→ Yapmanız gereken:
Aşağıdaki Soçi Zirvesi konulu metinde ülke adı olarak geçen bütün adları, metinde ilk geçtikleri sırayla yazın.

→ Metin alıntısı:
* * * *
Washington-Tel Aviv-Berlin üçgenindeki yanlış hesap “Ankara-Moskova-Tahran” duvarına çarpmış görünüyor. Bunu ben değil, bizzat söz konusu ülkelerin liderleri, bürokratları, basın-yayın organları, uzmanları söylüyor. “Hazımsızlık” ve “intikam” üzerine inşa edilmiş yeni bir müdahale sürecinin işaretleri olarak da değerlendirilebilir tüm bu açıklamalar.
Nasıl mı? Örneğin Almanya Dışişleri Bakanı Sigmar Gabriel’in geçtiğimiz hafta salı günü uluslararası siyasette gelecek senaryolarının tartışıldığı Berlin Dış Politika Forumu’nda yaptığı konuşma bu açıdan oldukça dikkat çekiciydi. Alman Bakan, ortaya çıkan “Yeni Dünya Düzeni”nde İran, Rusya ve Türkiye’nin nüfuzlarını her geçen gün arttırdığını ve 22 Kasım 2017’de gerçekleştirilen Soçi Zirvesi’nde bunun kanıtlandığını, zirvenin “eski imparatorlukların yükselişinin” bir sembolü olduğunu söylüyordu.
Gabriel’in bu ifadeleri, Yalta’ya atfen yapılan “Soçi Düzeni” benzetmesini fazlasıyla haklı/güçlü kılıyor desek, herhalde abartmış sayılmayız. Zira bu konuşmadan yaklaşık bir hafta sonra ABD merkezli Pew Araştırma Merkezi’nin Ortadoğu’da etkinliğini artıran ülkeler ve ülke liderleriyle ilgili algılamaları incelediği son çalışmada ortaya çıkan sonuçlar da bunu destekliyor.
* * * *
→ Veri alıntıları:
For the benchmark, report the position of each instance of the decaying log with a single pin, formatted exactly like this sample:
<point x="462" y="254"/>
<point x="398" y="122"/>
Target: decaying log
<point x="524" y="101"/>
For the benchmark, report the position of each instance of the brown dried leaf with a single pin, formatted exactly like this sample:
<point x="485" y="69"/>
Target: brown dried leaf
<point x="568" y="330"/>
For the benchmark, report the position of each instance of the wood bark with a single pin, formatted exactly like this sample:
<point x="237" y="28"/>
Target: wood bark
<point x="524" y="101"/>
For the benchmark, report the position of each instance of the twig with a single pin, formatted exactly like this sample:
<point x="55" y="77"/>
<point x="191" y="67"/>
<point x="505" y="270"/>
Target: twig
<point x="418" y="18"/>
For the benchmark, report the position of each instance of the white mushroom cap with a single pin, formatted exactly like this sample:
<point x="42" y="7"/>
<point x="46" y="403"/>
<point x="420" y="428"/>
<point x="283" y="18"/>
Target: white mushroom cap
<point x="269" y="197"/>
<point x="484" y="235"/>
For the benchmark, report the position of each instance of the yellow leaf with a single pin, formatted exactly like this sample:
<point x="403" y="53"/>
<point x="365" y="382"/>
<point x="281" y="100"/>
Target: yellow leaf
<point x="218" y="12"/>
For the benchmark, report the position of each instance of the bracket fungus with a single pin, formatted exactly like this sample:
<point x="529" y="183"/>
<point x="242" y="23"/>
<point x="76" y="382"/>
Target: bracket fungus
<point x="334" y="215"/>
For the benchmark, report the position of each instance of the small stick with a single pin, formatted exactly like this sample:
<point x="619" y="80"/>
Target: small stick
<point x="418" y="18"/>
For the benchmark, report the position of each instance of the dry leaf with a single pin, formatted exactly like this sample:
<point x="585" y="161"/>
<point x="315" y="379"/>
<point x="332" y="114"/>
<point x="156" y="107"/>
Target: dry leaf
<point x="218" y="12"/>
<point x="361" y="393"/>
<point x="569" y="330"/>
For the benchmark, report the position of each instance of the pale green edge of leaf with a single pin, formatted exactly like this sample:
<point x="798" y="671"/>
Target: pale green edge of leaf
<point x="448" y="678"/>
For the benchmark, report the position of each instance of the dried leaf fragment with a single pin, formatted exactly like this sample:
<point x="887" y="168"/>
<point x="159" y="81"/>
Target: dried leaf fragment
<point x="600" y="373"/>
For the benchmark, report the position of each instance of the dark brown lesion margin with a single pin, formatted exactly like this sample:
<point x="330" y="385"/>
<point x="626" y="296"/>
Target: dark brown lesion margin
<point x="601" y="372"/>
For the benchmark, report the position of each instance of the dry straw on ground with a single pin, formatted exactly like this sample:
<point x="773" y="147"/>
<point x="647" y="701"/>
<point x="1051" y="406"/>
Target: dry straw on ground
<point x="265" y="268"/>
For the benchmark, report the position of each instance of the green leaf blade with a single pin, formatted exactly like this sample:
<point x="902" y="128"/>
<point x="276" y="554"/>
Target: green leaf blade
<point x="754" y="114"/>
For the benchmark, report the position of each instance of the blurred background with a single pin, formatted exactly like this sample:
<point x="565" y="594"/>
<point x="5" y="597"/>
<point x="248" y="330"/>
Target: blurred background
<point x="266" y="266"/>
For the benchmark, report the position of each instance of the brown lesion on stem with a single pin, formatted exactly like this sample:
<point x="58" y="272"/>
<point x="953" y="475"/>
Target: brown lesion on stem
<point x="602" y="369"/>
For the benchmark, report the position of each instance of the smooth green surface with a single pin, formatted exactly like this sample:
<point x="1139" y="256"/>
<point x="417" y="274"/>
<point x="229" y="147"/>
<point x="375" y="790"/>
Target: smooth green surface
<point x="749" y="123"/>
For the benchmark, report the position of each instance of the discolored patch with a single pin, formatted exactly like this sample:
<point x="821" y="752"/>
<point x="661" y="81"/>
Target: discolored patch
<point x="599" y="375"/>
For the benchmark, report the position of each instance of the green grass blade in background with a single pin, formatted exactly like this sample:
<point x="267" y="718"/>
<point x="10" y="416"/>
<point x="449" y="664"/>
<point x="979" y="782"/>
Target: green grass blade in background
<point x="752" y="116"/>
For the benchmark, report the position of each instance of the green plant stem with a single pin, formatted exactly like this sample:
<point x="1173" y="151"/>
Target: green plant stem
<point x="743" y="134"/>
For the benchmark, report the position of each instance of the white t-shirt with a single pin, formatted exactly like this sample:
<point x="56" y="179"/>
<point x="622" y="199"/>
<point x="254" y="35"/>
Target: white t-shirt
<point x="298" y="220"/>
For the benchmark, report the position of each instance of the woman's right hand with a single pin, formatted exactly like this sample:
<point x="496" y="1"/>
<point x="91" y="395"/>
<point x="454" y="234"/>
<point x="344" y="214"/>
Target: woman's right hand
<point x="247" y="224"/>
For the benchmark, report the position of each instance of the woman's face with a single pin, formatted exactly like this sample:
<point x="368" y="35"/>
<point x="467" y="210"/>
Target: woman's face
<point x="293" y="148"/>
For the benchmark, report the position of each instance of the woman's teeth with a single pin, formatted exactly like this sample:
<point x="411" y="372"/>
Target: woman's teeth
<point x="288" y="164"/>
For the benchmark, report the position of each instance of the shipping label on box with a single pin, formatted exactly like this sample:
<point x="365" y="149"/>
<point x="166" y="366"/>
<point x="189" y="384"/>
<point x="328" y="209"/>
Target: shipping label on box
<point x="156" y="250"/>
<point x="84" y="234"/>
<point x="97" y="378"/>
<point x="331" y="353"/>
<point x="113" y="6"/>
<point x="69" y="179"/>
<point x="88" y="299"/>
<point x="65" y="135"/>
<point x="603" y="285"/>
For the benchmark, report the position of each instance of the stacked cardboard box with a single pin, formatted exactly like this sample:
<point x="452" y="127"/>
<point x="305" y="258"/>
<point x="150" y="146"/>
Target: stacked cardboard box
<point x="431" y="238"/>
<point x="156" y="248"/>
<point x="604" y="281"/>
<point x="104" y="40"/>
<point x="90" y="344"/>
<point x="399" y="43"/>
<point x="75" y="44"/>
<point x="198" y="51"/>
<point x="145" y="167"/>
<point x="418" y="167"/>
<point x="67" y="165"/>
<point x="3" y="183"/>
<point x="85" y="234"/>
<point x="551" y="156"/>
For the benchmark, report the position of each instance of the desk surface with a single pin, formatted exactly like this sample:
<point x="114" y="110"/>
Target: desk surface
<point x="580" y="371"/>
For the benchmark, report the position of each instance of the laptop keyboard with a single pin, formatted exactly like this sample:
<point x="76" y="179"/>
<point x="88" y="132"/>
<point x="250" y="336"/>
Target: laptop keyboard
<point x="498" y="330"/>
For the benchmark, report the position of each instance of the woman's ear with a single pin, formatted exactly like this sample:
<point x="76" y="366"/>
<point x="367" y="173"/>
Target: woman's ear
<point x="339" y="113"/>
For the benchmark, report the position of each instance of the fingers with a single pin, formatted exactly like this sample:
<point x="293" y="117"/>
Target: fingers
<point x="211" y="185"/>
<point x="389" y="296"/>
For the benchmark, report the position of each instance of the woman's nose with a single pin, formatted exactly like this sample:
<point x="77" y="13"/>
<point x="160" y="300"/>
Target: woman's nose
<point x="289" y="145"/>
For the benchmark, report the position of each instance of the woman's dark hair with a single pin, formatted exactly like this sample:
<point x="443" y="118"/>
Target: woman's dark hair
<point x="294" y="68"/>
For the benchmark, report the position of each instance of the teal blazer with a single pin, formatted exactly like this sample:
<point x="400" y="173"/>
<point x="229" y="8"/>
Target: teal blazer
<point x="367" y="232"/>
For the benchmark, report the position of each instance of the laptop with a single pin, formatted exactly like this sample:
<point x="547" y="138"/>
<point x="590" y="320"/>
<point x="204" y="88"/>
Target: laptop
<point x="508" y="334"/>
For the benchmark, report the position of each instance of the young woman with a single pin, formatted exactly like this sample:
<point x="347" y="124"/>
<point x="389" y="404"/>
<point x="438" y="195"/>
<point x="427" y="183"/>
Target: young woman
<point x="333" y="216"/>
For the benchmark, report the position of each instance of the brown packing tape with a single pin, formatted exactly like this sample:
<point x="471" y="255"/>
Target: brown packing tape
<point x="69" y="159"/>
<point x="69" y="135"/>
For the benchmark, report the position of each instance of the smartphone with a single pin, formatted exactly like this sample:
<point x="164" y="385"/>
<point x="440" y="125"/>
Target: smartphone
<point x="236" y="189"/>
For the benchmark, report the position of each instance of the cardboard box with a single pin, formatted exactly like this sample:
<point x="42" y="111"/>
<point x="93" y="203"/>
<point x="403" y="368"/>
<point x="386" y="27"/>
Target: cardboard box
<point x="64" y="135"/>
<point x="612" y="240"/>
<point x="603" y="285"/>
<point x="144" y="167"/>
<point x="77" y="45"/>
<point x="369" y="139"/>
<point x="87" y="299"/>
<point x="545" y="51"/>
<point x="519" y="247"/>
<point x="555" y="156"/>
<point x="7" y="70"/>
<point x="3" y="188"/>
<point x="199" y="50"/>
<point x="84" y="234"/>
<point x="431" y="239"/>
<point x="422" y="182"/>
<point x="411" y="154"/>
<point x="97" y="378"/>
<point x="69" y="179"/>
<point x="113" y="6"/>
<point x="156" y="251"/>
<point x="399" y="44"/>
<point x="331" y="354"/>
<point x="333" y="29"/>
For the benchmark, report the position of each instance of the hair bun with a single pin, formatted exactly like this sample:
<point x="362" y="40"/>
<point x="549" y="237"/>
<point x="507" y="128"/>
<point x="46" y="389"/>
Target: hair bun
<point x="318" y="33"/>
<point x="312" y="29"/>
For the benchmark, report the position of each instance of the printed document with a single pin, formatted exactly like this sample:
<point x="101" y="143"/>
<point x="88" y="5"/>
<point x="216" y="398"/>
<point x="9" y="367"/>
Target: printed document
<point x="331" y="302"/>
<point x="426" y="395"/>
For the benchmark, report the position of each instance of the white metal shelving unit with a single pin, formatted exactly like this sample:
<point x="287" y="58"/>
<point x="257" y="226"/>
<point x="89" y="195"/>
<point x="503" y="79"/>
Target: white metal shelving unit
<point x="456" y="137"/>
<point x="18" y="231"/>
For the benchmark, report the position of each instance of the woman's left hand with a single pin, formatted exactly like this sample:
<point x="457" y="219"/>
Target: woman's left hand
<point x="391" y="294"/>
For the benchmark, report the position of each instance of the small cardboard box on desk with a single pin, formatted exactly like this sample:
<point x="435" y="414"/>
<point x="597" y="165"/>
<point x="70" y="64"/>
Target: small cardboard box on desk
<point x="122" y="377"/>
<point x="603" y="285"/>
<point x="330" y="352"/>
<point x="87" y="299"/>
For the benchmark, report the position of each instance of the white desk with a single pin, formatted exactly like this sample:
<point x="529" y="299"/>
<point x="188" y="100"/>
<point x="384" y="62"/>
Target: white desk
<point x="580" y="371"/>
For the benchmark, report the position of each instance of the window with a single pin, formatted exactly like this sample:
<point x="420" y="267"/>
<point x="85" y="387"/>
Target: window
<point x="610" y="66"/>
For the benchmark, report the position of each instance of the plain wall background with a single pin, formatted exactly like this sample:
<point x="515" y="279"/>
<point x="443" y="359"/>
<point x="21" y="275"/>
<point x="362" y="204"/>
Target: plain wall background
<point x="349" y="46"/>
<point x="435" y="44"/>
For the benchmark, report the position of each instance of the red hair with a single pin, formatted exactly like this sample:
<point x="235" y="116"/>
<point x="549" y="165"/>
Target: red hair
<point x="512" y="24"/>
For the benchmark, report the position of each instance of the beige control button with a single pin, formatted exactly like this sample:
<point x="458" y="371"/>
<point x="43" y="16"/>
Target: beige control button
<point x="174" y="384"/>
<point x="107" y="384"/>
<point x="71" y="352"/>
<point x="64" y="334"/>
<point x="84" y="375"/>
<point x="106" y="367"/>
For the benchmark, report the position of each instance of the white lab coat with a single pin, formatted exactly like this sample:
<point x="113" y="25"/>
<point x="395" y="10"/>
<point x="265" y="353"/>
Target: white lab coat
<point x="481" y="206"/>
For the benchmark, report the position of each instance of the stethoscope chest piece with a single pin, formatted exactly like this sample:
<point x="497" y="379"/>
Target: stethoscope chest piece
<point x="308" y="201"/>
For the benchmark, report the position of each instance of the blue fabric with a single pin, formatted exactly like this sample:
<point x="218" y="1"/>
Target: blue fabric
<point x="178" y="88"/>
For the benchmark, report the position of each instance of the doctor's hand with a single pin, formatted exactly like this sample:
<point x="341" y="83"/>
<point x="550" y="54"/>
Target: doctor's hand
* * * *
→ Tam çıktı:
Almanya, İran, Rusya, Türkiye, ABD